Questions de l'exercice
[A] Répondez aux questions suivantes d'après l'extrait sur l'Ascension.
(i) Selon quel évangéliste est donnée la suite du Saint Évangile ?
(ii) À qui Jésus se montra-t-il, et que faisaient-ils à ce moment-là ?
(iii) Qui éteint le Cierge une fois l'Évangile achevé ?
[B] Transcrivez mot pour mot l'extrait sur l'Ascension, depuis « Loin de lui, la » jusqu'à « nous fûmes créés. ».

Extrait choisi
Les deux Versets de l’Alléluia répètent les accents de David célébrant d’avance le Christ qui monte dans sa gloire, les acclamations des Anges, les sons éclatants des trompettes célestes, le superbe trophée que le vainqueur entraîne après lui dans ces heureux captifs qu’il a délivrés de la prison des limbes.

ÉVANGILE.
Suite du Saint Évangile selon saint Marc (16, 14-20) :
En ce temps-là, Jésus se montra aux Onze eux-mêmes, tandis qu’ils étaient à table ; et il leur reprocha leur incrédulité et la dureté de leur cœur, parce qu’ils n’avaient pas cru ceux qui avaient vu qu’il était ressuscité. Et il leur dit : Allez dans le monde entier, et prêchez l’évangile à toute créature. Celui qui croira et qui sera baptisé, sera sauvé ; mais celui qui ne croira pas sera condamné. Voici les miracles qui accompagneront ceux qui auront cru : en mon nom, ils chasseront les démons, ils parleront des langues nouvelles, ils prendront les serpents, et s’ils boivent quelque breuvage mortel, il ne leur fera pas de mal ; ils imposeront les mains sur les malades, et ils seront guéris. Le Seigneur Jésus, après leur avoir parlé, fut élevé dans le ciel, et il est assis à la droite de Dieu. Et eux, étant partis, prêchèrent partout, le Seigneur coopérant avec eux, et confirmant leur parole par les miracles dont elle était accompagnée.

Le diacre ayant achevé l’Évangile, un acolyte monte à l’ambon, et éteint silencieusement le Cierge mystérieux qui nous rappelait la présence de Jésus ressuscité. Ce rite expressif annonce le commencement du veuvage de la sainte Église, et avertit nos âmes que pour contempler désormais notre Sauveur, il nous faut aspirer au ciel où il réside. Que rapide a été son passage ici-bas ! Que de générations se sont succédé, que de générations se succéderont encore jusqu’à ce qu’il se montre de nouveau !

Loin de lui, la sainte Église ressent les langueurs de l’exil ; elle persévère néanmoins à habiter cette vallée de larmes ; car c’est là qu’elle doit élever les enfants dont le divin Époux l’a rendue mère par son Esprit ; mais la vue de son Jésus lui manque, et si nous sommes chrétiens, elle doit nous manquer aussi à nous-mêmes. Oh ! Quand viendra le jour où de nouveau revêtus de notre chair, a nous nous élancerons dans les airs à la rencontre du Seigneur, pour demeurer avec lui à jamais ! » [1]I Thess. IV, 16. C’est alors, et seulement alors, que nous aurons atteint la fin pour laquelle nous fûmes créés.

Section des données

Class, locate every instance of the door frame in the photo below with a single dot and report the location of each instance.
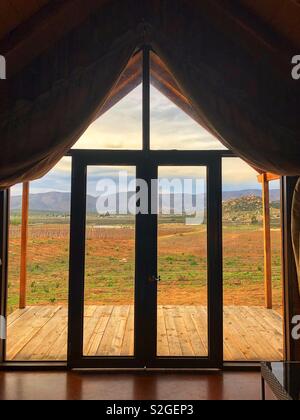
(146, 163)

Corrigé
[A]
(i) Selon saint Marc (16, 14-20).
(ii) Il se montra aux Onze, qui étaient à table.
(iii) Un acolyte, monté à l'ambon.

[B]
Loin de lui, la sainte Église ressent les langueurs de l’exil ; elle persévère néanmoins à habiter cette vallée de larmes ; car c’est là qu’elle doit élever les enfants dont le divin Époux l’a rendue mère par son Esprit ; mais la vue de son Jésus lui manque, et si nous sommes chrétiens, elle doit nous manquer aussi à nous-mêmes. Oh ! Quand viendra le jour où de nouveau revêtus de notre chair, a nous nous élancerons dans les airs à la rencontre du Seigneur, pour demeurer avec lui à jamais ! » [1]I Thess. IV, 16. C’est alors, et seulement alors, que nous aurons atteint la fin pour laquelle nous fûmes créés.